→ Problems to work on:
1. Answer these questions from the passage on bisphosphonates and jawbone disease, marking each answer with the matching letter:
(a) How many people in the United States does osteoporosis affect?
(b) How many of the 208 USC patients taking or having taken bisphosphonates also had jawbone necrosis diagnoses?
(c) At which university is Aliya Khan a doctor?
2. Summarize the passage on bisphosphonates and jawbone disease in two sentences.
3. Continue the passage on bisphosphonates and jawbone disease, starting after Aliya Khan's call for prospective, good quality data.

→ Exercise passage:
-- Opening Marker --
Drugs called bisphosphonates — which include the widely prescribed alendronate (Fosamax), ibandronate (Boniva) and risedronate (Actonel) — are taken orally and commonly prescribed to combat osteoporosis, a disease that is marked by weak bones and affects over 10 million people in the United States.

Jawbone disease is “absolutely rare, and one of the least likely bones to get infected,” says study coauthor Parish Sedghizadeh, a dentist and researcher at the University of Southern California in Los Angeles. Over the last several years, Sedghizadeh and other dentists at the University of Southern California noticed a rise in the number of patients who came in with the unusual and hard-to-treat jaw infection. “All of a sudden, we saw this raging epidemic of jawbone infections,” prompting the researchers to scrutinize the electronic medical records of dental patients at USC.

From sifting through thousands of such records, the researchers found that nine of 208 current USC patients — or four percent — who were taking or had taken bisphosphonates for any amount of time in the past five years also had jawbone necrosis diagnoses. Of the 13,522 control patients not taking the bone-building drugs, none were diagnosed with jawbone necrosis.

But Aliya Khan, a doctor at McMaster University in Hamilton, Canada, points out that four of the nine patients found by the new study to have jaw necrosis had “additional risk factors,” including cancer, diabetes and steroid treatment. “From this study it cannot be concluded that the alendronate was a causal factor in the development of osteonecrosis,” says Khan, who has consulted for drug companies including Merck. “We need to obtain prospective, good quality data” on the causes and incidence of jaw osteonecrosis.”
-- Closing Marker --
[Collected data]
-- Opening Marker --
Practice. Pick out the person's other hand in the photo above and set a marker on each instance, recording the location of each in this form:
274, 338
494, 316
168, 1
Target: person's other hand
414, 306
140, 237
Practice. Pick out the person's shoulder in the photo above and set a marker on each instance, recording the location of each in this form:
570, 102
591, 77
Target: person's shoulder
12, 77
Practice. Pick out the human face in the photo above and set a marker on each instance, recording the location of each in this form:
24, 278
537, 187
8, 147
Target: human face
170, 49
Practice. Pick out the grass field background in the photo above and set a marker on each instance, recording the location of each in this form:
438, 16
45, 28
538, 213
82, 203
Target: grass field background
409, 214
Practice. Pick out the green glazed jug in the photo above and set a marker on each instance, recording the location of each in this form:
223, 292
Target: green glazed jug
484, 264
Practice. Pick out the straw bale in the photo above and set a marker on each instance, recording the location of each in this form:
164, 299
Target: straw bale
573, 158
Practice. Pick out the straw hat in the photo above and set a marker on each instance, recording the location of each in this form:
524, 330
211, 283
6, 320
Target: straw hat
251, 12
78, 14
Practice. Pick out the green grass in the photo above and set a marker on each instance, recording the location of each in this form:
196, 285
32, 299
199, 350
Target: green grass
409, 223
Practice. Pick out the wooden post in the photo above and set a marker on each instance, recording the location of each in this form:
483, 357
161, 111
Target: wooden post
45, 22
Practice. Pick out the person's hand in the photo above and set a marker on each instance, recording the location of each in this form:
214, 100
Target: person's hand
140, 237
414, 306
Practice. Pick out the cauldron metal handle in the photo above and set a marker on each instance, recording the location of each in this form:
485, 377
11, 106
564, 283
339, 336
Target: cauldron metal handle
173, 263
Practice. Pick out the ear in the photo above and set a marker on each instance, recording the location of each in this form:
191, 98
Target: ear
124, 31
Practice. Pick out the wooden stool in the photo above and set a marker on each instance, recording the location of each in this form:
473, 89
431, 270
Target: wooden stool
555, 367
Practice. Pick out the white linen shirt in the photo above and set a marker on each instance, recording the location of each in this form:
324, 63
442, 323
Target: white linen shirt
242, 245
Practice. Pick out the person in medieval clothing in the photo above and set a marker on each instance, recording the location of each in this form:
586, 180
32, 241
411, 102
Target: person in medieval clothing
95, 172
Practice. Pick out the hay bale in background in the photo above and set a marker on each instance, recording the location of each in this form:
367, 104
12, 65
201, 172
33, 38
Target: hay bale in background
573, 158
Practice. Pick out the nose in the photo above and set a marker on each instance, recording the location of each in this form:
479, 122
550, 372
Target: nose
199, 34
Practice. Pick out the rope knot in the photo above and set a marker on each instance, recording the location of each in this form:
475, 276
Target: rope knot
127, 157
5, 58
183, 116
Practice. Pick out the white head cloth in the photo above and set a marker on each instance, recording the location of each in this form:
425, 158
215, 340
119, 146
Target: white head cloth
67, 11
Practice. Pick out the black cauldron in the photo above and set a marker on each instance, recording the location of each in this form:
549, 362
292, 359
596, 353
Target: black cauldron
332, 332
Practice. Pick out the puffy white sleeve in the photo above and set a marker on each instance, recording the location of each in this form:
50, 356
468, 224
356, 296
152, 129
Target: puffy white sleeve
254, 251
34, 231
-- Closing Marker --
-- Opening Marker --
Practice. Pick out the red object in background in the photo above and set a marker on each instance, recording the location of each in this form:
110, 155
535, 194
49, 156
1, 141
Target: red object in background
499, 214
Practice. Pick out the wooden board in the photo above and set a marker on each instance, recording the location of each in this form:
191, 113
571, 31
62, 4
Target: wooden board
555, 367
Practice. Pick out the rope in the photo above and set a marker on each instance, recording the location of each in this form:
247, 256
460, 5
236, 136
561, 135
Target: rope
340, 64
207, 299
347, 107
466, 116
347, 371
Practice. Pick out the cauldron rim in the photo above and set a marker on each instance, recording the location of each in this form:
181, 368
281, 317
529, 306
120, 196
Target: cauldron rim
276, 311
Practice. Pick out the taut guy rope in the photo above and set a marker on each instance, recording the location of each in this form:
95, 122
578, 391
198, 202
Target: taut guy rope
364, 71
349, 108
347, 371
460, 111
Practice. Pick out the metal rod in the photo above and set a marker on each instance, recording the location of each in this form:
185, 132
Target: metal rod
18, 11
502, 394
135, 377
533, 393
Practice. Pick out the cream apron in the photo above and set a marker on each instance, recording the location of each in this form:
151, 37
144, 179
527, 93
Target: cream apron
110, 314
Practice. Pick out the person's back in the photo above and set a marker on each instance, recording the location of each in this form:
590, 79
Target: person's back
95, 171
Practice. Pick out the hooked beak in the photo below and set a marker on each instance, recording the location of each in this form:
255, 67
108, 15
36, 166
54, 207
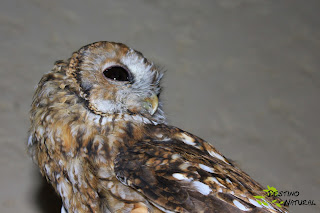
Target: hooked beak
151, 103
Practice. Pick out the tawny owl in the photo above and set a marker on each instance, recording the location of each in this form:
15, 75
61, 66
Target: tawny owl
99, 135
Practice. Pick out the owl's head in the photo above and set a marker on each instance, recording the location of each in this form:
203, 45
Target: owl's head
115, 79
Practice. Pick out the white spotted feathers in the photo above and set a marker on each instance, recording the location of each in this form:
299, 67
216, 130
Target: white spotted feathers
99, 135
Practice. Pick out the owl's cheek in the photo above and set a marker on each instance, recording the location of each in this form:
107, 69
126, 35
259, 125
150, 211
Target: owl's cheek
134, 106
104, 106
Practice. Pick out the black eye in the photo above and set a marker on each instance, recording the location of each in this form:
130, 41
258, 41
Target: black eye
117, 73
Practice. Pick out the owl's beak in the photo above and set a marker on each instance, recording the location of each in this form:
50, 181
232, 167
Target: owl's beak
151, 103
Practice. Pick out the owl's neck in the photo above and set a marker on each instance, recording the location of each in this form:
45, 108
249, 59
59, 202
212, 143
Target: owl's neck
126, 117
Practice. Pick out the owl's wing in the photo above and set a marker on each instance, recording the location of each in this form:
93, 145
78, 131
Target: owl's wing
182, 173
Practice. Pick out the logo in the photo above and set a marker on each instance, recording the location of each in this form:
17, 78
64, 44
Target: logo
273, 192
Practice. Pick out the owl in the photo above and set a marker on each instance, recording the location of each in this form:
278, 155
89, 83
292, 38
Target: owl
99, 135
-- Closing Marker --
→ Task results:
1.
(a) Over 10 million people.
(b) Nine patients, or four percent.
(c) McMaster University in Hamilton, Canada.

2. Bisphosphonates such as alendronate, ibandronate and risedronate are oral drugs commonly prescribed for osteoporosis. After USC dentists noticed a rise in rare jawbone infections, their records showed jawbone necrosis in nine of 208 patients who had taken the drugs within the past five years and in none of 13,522 control patients, though Aliya Khan of McMaster University notes that four of the nine had additional risk factors and that the study cannot show alendronate caused the disease.

3.
Clinical trials involving more than 17,000 patients and conducted by Merck, the maker of alendronate, found no reports of jaw osteonecrosis, according to a statement released by the company in 2007.

However, Sedghizadeh says that these trials have not been evaluated in any peer-reviewed journal, and may not have had adequate dental oversight. “Better, larger studies are really needed to clarify the risk,” Sedghizadeh says.

All of the nine patients with jawbone necrosis developed it after undergoing a dental procedure, such as a tooth extraction, that exposed the jawbone to bacteria in the mouth. In early 2008, Sedghizadeh coauthored a separate report showing that biofilms, communities of bacteria, had invaded the jawbone of four osteonecrosis patients who were taking bisphosphonates. Once situated in the jawbone, these dense lawns of bacteria coat the bone and slowly destroy it.

In response to a 2005 request from the FDA, Merck now includes the following statement with Fosamax prescriptions: “Osteonecrosis of the jaw, generally associated with tooth extraction and/or local infection, often with delayed healing, has been reported in patients taking bisphosphonates.”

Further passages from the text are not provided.